▶ **Provided entries**
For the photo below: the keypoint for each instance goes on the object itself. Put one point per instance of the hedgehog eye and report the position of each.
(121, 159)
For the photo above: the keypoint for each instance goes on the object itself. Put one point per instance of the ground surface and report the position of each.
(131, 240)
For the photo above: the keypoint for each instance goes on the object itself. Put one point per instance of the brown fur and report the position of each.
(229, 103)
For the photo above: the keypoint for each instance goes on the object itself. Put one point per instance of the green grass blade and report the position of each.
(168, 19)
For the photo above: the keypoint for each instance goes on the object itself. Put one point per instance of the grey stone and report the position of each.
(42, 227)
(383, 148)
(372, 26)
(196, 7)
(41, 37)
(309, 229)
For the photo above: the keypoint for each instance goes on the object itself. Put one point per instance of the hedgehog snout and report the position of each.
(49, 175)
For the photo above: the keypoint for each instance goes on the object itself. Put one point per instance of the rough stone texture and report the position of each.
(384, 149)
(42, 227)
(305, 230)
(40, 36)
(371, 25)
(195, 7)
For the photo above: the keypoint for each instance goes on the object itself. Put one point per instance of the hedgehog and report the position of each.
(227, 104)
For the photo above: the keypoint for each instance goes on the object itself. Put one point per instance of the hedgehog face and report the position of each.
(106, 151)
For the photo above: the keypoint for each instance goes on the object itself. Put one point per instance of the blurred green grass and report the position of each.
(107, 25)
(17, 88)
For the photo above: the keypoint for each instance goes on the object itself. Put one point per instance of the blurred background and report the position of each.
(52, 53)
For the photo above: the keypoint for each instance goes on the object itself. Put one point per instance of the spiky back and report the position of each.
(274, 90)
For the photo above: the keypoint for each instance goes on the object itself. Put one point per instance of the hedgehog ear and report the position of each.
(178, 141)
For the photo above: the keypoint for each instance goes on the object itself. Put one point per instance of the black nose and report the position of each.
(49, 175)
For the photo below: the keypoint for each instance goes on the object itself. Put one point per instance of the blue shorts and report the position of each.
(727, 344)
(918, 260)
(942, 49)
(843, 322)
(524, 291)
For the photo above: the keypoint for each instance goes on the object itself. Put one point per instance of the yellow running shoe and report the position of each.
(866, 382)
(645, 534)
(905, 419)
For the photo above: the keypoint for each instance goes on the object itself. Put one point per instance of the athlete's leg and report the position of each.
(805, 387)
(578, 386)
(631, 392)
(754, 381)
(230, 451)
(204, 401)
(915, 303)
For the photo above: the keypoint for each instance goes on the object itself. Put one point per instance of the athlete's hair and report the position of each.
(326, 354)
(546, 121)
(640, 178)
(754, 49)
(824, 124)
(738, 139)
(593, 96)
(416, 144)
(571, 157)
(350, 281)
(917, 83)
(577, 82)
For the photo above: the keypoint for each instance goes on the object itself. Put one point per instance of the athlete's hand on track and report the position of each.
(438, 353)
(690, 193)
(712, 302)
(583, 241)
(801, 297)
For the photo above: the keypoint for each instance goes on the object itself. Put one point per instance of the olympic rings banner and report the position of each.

▶ **Work to be completed**
The reply should be a precise retyping of all the data.

▶ **Answer space**
For the photo below: the keypoint for each instance goes on the object itself. Put one point per instance of the hedgehog eye and report the position of each.
(121, 159)
For the photo above: the keypoint for each instance goes on the object itself. Put one point per instance of the ground surface and report the position of each.
(131, 240)
For the photo above: the keypoint for each instance goes on the object itself. Put one point per instance of the brown fur and report the position of each.
(229, 103)
For the photo above: the keypoint for each instance goes on the object itself. Put one point per instance of the green grass blade and report the position of each.
(168, 19)
For the photo above: the keypoint for each instance goes on the object itself. Put one point per instance of the grey stone and report the position of each.
(42, 227)
(383, 148)
(372, 26)
(196, 7)
(41, 37)
(309, 229)
For the photo above: the keypoint for each instance goes on the object itself. Put one point per instance of the hedgehog snout and report the position of each.
(49, 175)
For the photo above: the keypoint for each instance goes on the object itself. Put one point per instance of the rough stone texture and report the position of each.
(384, 149)
(42, 227)
(305, 230)
(40, 36)
(371, 25)
(195, 7)
For the photo above: the keypoint for each instance goes on the object itself. Put one point per instance of the hedgehog and report the position of each.
(227, 104)
For the photo above: the keypoint for each instance goes on the object itself. Put one point per instance of the hedgehog face and report the position of each.
(106, 151)
For the photo above: the keypoint for each instance goes on the object itself. Put one point per instance of the blurred green grass and report the position of each.
(107, 25)
(17, 88)
For the photo above: the keypoint for each instance goes on the object itself. Put one point per instance of the blurred background and report the position of each.
(52, 53)
For the photo above: the keypoint for each instance goes on the object itself. Put one point per instance of the spiky back and report the position of each.
(274, 90)
For the photo above: the keypoint for each instance goes on the object itself. Put one point per instance of the hedgehog ear and report the position of each.
(178, 141)
For the photo above: the keypoint for each instance goes on the object itself. Put one point per instance of the black nose and report the position of each.
(49, 175)
For the photo below: the keypoint for each instance goes on the object itself. Put one point per instance of the blue shorts and report the position of each.
(727, 344)
(918, 260)
(942, 49)
(843, 322)
(524, 291)
For the photo above: the keypoint for each instance goes on the object itself. Put one point per instance of the yellow running shoe and report the position of each.
(866, 382)
(645, 534)
(905, 419)
For the photo above: the keypoint for each instance goes on the object itself. Put one point per instance of the athlete's leg and report the position of each.
(805, 387)
(578, 386)
(631, 392)
(754, 381)
(230, 451)
(204, 401)
(915, 303)
For the photo above: the keypoint for each instance goes on the object itself. Put one point per instance of the athlete's hair and report the position of each.
(326, 354)
(546, 121)
(640, 178)
(754, 49)
(824, 124)
(738, 139)
(593, 96)
(416, 144)
(571, 157)
(350, 281)
(917, 83)
(577, 82)
For the photo above: the keypoint for each instance goes on the object itself. Put one point per instance of the athlete's hand on track and report the position of each.
(438, 353)
(690, 193)
(712, 302)
(583, 241)
(801, 297)
For the photo above: the keypoint for each instance goes on the object itself. Put one point per instance of the olympic rings banner and report the position of each.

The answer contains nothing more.